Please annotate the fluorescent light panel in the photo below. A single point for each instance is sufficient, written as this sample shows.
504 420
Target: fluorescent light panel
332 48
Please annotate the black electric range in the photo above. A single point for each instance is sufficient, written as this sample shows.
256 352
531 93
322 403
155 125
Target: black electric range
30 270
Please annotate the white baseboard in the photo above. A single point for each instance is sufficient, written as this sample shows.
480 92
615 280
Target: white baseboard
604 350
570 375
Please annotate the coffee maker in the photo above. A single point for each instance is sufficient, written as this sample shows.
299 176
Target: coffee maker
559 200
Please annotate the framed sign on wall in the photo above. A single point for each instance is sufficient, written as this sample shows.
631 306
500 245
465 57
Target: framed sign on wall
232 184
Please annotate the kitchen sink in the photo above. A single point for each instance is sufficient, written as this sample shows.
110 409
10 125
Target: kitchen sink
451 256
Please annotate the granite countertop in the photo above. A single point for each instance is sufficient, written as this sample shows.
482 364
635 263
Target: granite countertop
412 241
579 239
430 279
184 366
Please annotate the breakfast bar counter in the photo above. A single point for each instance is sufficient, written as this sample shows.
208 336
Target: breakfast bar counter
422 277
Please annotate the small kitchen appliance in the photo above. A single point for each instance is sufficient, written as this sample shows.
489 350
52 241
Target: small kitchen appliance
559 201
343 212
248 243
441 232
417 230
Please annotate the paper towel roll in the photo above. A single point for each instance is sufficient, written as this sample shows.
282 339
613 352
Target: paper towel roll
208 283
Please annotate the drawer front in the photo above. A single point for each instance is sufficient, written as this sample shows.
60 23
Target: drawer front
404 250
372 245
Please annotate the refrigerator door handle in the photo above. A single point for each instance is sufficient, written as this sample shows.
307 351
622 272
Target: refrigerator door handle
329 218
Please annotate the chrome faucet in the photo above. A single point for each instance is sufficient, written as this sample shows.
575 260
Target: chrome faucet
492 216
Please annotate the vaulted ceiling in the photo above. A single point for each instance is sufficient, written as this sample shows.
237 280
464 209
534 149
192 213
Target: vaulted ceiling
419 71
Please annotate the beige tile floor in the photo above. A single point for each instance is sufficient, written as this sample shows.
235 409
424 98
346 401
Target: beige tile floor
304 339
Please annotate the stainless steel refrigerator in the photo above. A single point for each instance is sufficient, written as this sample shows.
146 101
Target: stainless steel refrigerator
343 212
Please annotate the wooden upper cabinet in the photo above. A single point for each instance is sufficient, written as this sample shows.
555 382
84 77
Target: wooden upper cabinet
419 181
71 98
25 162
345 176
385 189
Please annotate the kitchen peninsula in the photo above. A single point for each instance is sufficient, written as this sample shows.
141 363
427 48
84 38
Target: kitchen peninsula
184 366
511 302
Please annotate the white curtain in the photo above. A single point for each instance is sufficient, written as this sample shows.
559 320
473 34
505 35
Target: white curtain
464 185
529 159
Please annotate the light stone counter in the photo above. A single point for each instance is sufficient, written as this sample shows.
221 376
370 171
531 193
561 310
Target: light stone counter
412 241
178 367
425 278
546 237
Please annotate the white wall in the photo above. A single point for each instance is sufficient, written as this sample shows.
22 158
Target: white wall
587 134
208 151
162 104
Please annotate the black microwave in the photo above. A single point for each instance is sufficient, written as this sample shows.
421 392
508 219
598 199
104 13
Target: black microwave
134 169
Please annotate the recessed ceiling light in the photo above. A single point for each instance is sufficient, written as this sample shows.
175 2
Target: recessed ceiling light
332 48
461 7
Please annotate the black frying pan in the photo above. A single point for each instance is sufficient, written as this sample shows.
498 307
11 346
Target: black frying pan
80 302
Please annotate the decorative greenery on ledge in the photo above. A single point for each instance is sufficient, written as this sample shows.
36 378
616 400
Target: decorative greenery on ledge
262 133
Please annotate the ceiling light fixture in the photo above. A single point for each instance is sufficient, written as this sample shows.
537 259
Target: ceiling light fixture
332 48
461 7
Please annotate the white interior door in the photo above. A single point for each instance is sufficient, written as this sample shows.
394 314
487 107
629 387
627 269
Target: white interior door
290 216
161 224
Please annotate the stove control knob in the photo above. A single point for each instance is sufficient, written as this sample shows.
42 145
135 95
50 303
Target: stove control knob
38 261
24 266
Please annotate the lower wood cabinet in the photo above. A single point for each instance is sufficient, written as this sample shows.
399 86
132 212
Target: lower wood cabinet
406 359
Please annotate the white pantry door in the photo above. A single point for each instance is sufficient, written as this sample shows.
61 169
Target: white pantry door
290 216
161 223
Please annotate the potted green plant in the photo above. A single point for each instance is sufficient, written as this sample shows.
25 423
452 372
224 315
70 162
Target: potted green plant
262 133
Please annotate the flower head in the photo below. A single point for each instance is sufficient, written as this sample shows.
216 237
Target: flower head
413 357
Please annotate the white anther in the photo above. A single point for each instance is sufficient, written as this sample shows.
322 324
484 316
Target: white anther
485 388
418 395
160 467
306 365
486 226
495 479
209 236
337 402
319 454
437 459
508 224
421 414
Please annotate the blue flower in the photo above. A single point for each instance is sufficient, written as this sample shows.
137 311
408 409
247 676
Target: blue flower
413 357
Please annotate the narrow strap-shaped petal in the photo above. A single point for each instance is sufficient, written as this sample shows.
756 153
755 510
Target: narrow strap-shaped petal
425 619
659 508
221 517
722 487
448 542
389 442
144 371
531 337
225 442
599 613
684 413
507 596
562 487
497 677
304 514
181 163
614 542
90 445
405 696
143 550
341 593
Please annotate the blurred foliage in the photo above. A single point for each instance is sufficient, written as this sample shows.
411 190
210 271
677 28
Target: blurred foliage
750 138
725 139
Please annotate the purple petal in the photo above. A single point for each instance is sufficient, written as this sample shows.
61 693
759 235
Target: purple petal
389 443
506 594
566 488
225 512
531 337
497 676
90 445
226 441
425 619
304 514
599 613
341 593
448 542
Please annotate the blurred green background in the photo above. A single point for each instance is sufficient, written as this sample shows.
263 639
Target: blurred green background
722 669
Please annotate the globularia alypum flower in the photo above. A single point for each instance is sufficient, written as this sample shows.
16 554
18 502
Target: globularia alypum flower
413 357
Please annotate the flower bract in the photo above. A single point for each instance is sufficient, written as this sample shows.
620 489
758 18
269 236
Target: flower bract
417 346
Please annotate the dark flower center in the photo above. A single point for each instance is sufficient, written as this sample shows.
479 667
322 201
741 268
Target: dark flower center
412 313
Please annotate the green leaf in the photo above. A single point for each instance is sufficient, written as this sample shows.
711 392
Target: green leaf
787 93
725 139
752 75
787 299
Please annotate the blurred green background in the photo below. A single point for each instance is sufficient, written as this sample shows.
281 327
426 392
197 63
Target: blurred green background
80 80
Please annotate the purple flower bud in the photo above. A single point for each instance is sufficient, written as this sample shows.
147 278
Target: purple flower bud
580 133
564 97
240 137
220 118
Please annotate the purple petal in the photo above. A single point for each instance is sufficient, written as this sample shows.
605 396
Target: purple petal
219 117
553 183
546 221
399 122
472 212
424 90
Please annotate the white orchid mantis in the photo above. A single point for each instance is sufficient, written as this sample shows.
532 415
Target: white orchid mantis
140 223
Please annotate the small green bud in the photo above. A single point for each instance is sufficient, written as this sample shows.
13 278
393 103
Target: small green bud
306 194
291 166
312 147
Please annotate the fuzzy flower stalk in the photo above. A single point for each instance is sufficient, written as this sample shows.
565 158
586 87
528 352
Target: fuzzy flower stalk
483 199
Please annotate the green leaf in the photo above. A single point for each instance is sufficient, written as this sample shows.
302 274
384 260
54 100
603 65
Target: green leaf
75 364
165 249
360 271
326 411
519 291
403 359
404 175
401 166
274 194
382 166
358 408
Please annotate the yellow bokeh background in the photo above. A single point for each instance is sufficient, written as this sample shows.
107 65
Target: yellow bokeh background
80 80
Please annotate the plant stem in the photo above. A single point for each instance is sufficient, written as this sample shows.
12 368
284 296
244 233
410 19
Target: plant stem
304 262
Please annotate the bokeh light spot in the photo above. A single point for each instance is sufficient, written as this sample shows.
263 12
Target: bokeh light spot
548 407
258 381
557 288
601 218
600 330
○ ○ ○ ○ ○ ○ ○
* _Written problem_
Return every line from the one holding "Please annotate the small green" through the end of the data, exactly as it appears, with both ends kept and nothing else.

* _Full solution_
Please annotate the small green bud in the photo above. A single point for each instance is sufficient, written as this sample shows.
13 278
393 103
Target: small green bud
306 194
291 166
312 147
Please annotate the fuzzy flower stalk in the photo above. A single point for each instance is sufficient, written as this sample shows.
565 158
586 87
528 352
Target: fuzzy flower stalk
483 199
Please annotate the green leaf in the photo above. A single point for each instance is sufficient, written as this sample shows.
302 274
384 260
54 100
603 65
Target: green leaf
75 364
165 249
360 271
326 411
519 291
403 359
404 175
401 166
274 194
382 166
358 408
Please annotate the yellow bokeh background in the photo above. A single point for each instance is sufficient, written as this sample shows.
107 65
Target: yellow bokeh background
80 80
Please annotate the plant stem in the photo above. A single point for each instance is sufficient, written as this sample shows.
12 368
284 296
244 233
410 19
Target: plant stem
304 262
Please annotate the bokeh light spot in the photo above. A single point for each instance is sufficient, written as this sample shows.
263 12
Target: bokeh light spot
548 407
258 381
557 288
601 218
600 330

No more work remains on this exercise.